Answer grounded financial questions over a synthetic 10-K packet.

The packet uses synthetic company data, but the documents are shaped like annual report excerpts: MD&A text uses 10-K Part II, Item 7, while statement PDFs and footnote text use Part II, Item 8.

Why this is valuable

This demo shows a retrieval-first agent pattern over a bounded financial corpus where each metric and explanation should stay tied to source files.

Setup

Run the fixture generator and then the Unix-local example from the repository root. Set OPENAI_API_KEY in your shell environment before running the example.

bash
uv run python examples/sandbox/tutorials/data/dataroom/setup.py
uv run python examples/sandbox/tutorials/dataroom_qa/main.py

After the initial answer, the demo keeps the sandbox session open for Rich-rendered follow-up prompts. Pass --no-interactive for a one-shot run.

To run the same manifest in Docker, build the shared tutorial image once and pass --docker:

bash
docker build --tag sandbox-tutorials:latest examples/sandbox/tutorials
uv run python examples/sandbox/tutorials/dataroom_qa/main.py --docker

Expected artifacts

  • A direct cited answer in the streamed agent response.
  • Citations use [n](data/source-file.txt:line:14) for text excerpts and [n](data/source-file.pdf:page:1) for the one-page synthetic PDFs.

Demo shape

  • Inputs: 5 synthetic filing text docs and 3 simple filing PDFs from examples/sandbox/tutorials/data/dataroom/.
  • Runtime primitives: sandbox-local bash/file search.

How instructions are loaded

At startup, the wrapper loads this folder's AGENTS.md into the agent instructions and builds a hard-coded manifest that maps the shared SEC packet from examples/sandbox/tutorials/data/dataroom/ into the sandbox as data/....

[Saved entries]
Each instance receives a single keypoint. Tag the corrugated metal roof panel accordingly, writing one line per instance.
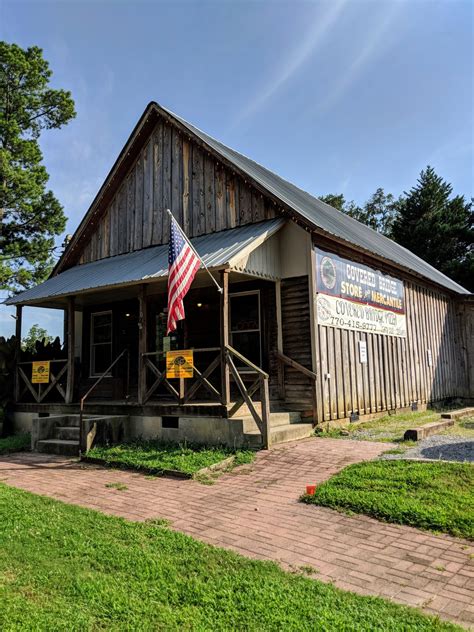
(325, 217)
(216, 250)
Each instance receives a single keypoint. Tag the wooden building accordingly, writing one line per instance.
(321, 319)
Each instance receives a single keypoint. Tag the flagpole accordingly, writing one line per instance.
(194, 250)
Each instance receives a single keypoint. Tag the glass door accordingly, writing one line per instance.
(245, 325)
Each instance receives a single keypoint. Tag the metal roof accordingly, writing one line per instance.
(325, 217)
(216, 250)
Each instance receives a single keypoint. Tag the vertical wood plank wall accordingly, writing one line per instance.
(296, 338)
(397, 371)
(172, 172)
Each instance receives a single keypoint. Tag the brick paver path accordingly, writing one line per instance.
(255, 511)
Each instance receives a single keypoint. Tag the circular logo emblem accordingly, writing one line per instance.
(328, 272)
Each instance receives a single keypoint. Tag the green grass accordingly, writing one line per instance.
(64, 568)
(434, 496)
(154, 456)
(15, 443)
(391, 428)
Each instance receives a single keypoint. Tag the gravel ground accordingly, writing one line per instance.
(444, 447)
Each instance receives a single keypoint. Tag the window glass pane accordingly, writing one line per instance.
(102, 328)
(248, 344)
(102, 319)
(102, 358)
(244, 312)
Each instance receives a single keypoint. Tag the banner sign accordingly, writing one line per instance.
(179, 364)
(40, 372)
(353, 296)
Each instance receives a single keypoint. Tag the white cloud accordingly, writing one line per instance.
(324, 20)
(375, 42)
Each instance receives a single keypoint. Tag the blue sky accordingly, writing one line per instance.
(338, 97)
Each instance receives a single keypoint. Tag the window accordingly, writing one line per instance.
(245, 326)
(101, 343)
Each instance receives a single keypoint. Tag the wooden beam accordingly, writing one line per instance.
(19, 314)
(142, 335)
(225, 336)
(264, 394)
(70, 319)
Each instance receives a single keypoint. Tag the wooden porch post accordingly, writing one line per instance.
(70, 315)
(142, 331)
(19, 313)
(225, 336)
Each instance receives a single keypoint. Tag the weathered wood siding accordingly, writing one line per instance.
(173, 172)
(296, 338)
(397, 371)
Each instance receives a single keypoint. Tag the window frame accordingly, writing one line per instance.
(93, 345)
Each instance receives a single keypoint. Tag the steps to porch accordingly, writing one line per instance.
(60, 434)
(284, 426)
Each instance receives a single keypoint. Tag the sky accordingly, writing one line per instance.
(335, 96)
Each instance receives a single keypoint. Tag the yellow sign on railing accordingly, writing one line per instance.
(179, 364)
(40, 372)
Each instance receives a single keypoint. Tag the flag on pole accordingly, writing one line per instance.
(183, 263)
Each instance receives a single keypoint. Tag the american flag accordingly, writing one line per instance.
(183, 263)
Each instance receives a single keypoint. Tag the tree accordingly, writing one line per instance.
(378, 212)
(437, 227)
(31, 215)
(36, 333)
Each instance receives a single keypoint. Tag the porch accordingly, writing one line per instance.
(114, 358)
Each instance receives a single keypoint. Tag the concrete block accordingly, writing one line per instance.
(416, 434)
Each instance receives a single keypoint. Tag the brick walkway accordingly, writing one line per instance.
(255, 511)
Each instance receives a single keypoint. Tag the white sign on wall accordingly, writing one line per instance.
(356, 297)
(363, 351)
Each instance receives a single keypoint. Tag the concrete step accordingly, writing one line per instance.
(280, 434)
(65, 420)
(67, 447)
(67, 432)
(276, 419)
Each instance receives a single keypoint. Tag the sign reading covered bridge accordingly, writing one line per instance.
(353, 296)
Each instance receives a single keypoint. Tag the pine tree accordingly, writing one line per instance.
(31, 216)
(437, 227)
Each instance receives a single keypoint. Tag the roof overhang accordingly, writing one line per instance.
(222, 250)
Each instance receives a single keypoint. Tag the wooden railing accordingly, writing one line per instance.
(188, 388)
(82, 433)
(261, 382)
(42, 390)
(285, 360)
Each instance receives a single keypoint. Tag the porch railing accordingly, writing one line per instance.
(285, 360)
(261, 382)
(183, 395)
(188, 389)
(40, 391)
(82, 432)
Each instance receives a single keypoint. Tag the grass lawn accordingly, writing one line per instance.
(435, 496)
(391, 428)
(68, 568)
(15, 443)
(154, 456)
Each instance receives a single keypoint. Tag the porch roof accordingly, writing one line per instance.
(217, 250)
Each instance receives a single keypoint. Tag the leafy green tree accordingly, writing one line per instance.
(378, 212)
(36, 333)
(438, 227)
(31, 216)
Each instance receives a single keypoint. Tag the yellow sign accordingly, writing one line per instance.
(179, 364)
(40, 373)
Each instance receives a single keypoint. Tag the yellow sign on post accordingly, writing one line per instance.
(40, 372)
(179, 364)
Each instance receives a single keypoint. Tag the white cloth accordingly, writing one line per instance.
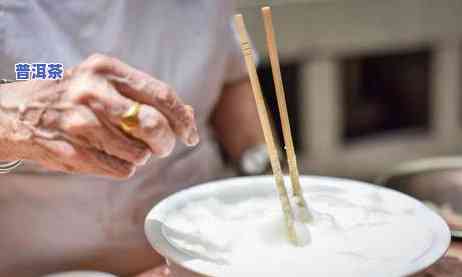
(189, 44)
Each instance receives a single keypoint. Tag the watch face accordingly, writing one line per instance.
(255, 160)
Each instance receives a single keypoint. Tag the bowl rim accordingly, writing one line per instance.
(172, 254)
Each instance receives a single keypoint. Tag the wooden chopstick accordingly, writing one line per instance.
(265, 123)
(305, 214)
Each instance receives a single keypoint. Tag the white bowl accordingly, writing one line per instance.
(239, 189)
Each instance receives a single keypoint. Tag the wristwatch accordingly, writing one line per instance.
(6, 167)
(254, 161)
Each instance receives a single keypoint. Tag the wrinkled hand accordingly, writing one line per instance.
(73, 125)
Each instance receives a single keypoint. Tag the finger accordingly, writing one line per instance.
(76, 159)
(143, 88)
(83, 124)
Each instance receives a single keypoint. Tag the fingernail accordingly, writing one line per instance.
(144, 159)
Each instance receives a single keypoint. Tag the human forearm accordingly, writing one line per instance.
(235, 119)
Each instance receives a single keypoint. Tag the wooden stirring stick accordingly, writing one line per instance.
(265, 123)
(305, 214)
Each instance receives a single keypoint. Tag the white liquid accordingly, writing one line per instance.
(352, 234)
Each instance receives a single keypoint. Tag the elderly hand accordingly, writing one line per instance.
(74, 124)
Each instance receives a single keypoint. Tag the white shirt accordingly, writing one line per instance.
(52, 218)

_PARTS OF THE EXERCISE_
1 - List every shell command that the setup guide gives to run.
2 - Report each line of the listing that contains the string "post", copied in full. Case counts.

_RESPONSE LIST_
1 -
uv run python examples/sandbox/tutorials/data/dataroom/setup.py
uv run python examples/sandbox/tutorials/dataroom_qa/main.py
docker build --tag sandbox-tutorials:latest examples/sandbox/tutorials
uv run python examples/sandbox/tutorials/dataroom_qa/main.py --docker

2 -
Each instance receives a single keypoint. Tag the wooden porch post accordingly, writing one line per instance.
Each instance receives a single keypoint. Tag the yellow sign on post accordingly, writing one line per instance.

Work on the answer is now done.